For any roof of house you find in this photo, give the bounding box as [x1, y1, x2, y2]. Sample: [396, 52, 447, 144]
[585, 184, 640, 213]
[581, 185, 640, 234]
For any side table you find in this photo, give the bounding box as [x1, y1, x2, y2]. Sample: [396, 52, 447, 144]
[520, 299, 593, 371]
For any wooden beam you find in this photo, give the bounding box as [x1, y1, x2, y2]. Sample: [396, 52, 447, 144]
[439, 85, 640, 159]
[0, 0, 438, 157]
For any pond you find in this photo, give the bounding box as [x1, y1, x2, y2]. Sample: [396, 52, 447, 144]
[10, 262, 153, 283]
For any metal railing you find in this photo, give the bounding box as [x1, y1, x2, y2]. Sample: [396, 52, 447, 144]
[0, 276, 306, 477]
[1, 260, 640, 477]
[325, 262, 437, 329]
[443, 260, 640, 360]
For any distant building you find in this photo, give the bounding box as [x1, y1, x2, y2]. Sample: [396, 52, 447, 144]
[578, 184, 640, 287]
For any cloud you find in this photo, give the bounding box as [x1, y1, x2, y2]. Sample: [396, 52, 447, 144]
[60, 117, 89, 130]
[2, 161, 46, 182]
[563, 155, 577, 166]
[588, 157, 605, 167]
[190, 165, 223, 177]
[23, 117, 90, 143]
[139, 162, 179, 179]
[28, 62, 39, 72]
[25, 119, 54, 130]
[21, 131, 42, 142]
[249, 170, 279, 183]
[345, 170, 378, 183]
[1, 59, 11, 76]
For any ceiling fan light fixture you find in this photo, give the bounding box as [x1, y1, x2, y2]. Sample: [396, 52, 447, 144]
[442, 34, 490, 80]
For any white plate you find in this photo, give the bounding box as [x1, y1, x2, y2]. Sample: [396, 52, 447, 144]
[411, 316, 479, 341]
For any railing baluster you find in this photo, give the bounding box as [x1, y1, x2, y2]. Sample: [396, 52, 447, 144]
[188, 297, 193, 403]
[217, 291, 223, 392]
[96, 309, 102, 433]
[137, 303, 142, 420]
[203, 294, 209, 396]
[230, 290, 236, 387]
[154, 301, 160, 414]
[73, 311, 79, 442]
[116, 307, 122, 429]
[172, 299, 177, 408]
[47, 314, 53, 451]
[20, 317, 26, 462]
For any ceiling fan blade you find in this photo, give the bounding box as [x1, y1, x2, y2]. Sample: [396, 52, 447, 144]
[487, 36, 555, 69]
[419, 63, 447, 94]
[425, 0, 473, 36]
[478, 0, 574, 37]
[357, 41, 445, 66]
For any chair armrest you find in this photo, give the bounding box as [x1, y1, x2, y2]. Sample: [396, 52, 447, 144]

=== Work task ===
All the data above must be copied again. Leave nothing out.

=== Finished exercise ===
For any roof of house you find in this photo, give the bounding box as [x1, y1, x2, y2]. Sample: [396, 52, 447, 144]
[585, 184, 640, 213]
[581, 185, 640, 234]
For any side table you find in this photo, give the bounding box as [x1, y1, x2, y2]. Sample: [396, 52, 447, 144]
[520, 299, 593, 371]
For any wooden beam you find in this photo, give the bounding box as [x1, y1, x2, y2]. Sample: [396, 52, 447, 144]
[439, 85, 640, 159]
[0, 0, 438, 157]
For any pond you find in this photo, give the bounding box as [x1, y1, x2, y2]. Sample: [396, 52, 447, 144]
[10, 262, 153, 283]
For any metal railing you find in this photo, give the bounding box as [x1, y1, x2, y2]. Sample: [396, 52, 447, 144]
[0, 276, 306, 477]
[1, 260, 640, 477]
[325, 262, 437, 329]
[443, 260, 640, 360]
For any distant building you find in this photo, give the bounding box as [x1, y1, x2, y2]. Sample: [396, 52, 447, 144]
[578, 184, 640, 287]
For any cloud you find in this photo, give the bounding box as [x1, y1, x2, y2]. Sample: [396, 52, 447, 144]
[60, 117, 89, 130]
[2, 161, 46, 182]
[563, 155, 577, 166]
[588, 157, 605, 167]
[190, 165, 223, 177]
[23, 117, 90, 143]
[139, 162, 179, 179]
[28, 62, 39, 72]
[25, 119, 54, 130]
[21, 131, 42, 142]
[249, 170, 279, 183]
[345, 170, 378, 183]
[1, 59, 11, 76]
For any ceiling fan light fixture you find in this photo, give the bounding box as [x1, y1, x2, y2]. Sample: [396, 52, 447, 144]
[442, 34, 490, 80]
For any white plate you find in this photo, give the bounding box as [x1, y1, x2, y2]. Sample: [396, 52, 447, 144]
[411, 316, 479, 341]
For any railing baluster you find in this photo, give the bounding box as [x1, y1, x2, y2]. Sample: [396, 52, 447, 144]
[188, 297, 193, 403]
[217, 291, 223, 392]
[96, 309, 102, 433]
[137, 303, 142, 420]
[203, 294, 209, 396]
[230, 290, 236, 387]
[154, 301, 160, 414]
[73, 311, 79, 442]
[116, 307, 122, 429]
[172, 299, 177, 408]
[47, 314, 53, 451]
[20, 317, 26, 462]
For any ceiling fan blade you find in this photo, give the bounding box as [x1, y1, x2, y2]. Sample: [396, 52, 447, 144]
[487, 36, 555, 69]
[419, 63, 447, 94]
[425, 0, 473, 36]
[478, 0, 574, 37]
[357, 41, 445, 66]
For any chair armrest you find in this photo, give the bounding box as [x1, y1, x2, y2]. Sample: [396, 52, 447, 144]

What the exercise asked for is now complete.